_Data to process_.
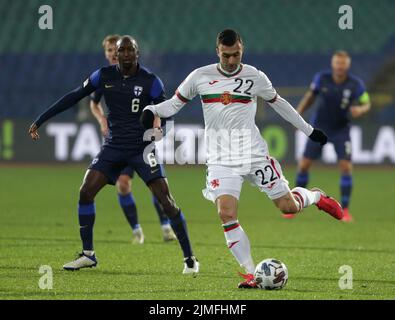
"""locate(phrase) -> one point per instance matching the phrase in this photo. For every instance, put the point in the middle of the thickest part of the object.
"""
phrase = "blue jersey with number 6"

...

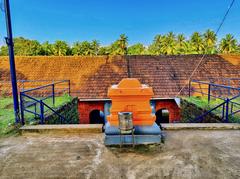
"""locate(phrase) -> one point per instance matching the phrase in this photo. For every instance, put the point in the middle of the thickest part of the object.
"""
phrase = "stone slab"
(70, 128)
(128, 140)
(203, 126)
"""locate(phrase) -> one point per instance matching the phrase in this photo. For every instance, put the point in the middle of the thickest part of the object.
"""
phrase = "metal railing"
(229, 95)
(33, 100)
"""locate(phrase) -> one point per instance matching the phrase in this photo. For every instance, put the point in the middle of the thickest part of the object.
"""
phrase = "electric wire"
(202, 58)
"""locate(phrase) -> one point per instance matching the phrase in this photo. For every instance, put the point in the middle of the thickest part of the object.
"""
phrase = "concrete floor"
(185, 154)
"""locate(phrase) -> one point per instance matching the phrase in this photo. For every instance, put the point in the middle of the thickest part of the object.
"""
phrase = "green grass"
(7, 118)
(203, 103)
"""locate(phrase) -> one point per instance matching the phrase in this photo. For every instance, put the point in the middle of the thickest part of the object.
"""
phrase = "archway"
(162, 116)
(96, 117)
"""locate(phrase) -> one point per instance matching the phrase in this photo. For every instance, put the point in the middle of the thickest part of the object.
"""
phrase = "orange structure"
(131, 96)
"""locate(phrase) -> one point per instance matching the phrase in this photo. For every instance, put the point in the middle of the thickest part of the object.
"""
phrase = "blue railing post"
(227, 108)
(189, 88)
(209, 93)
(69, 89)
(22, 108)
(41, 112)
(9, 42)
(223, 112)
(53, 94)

_Your instructions_.
Please filter the items above, keeping only the lines that contain the word "blue".

_Task output_.
phrase = "blue jersey with number 6"
phrase = "blue railing post"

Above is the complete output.